Source records
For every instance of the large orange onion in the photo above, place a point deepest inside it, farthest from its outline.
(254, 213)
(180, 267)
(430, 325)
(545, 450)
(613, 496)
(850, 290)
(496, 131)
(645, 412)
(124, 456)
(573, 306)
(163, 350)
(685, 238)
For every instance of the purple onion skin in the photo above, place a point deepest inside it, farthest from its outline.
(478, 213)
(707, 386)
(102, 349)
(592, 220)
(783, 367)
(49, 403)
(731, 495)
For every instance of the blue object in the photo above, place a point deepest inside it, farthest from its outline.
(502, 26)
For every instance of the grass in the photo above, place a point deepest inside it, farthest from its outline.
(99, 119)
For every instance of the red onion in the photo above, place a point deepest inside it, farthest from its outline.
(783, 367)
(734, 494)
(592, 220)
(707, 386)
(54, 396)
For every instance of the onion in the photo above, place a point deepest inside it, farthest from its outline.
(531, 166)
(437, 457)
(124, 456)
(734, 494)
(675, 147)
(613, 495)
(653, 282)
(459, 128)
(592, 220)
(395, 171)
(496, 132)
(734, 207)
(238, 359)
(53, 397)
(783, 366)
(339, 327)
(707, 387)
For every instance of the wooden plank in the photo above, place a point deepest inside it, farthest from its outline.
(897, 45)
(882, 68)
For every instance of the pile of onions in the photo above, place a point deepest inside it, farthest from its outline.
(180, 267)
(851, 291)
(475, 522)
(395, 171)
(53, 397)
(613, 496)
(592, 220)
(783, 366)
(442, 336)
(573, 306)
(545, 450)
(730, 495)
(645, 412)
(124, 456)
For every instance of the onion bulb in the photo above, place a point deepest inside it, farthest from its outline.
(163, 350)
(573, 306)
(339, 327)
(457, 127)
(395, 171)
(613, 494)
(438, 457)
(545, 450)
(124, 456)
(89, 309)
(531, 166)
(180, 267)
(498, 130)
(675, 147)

■ **Goal**:
Write out every entry exactly as given.

■ **Correct result**:
For every instance of the large orange onion in the photo above, place a point deepest inside it, farthest from its outline.
(254, 213)
(180, 267)
(430, 325)
(545, 450)
(613, 496)
(850, 290)
(496, 131)
(645, 412)
(124, 456)
(573, 306)
(163, 350)
(685, 238)
For every instance of the purple onion skin in the photo above, place a point deepest inside it, farthest from its outline.
(478, 213)
(707, 386)
(102, 349)
(592, 220)
(783, 367)
(49, 403)
(731, 495)
For every instance of the blue object in the photo above, place a point deepest inside it, farthest from its outline.
(502, 26)
For every instance of the grass in the photo above, place a point deepest inside it, farthest from its outline.
(99, 119)
For every instance of the red onion in the photo above, place a point deepest inside it, farthest from its outline.
(783, 367)
(734, 494)
(592, 220)
(707, 386)
(54, 396)
For every instance of the onion in the photo above, place a point deepest inside it, farthest from its outline.
(531, 166)
(437, 457)
(124, 456)
(734, 494)
(675, 147)
(613, 495)
(653, 282)
(459, 128)
(592, 220)
(395, 171)
(496, 132)
(734, 207)
(238, 359)
(53, 397)
(783, 366)
(339, 327)
(707, 387)
For every instance of the wooden plank in the photo above, place a point deepest inside it, farthest from its outline.
(897, 45)
(882, 68)
For every instance of the pile of onions in the photo above, place a point deepest inside it, farthest from its outline.
(180, 267)
(851, 291)
(475, 522)
(395, 171)
(53, 397)
(613, 496)
(592, 220)
(783, 366)
(442, 336)
(573, 306)
(545, 450)
(730, 495)
(645, 412)
(124, 456)
For every instance of the onion bulb in the photo above, place a point deepest inside it, farthest from its outline.
(163, 350)
(573, 306)
(339, 327)
(457, 127)
(395, 171)
(613, 494)
(438, 457)
(545, 450)
(124, 456)
(89, 309)
(531, 166)
(180, 267)
(498, 130)
(675, 147)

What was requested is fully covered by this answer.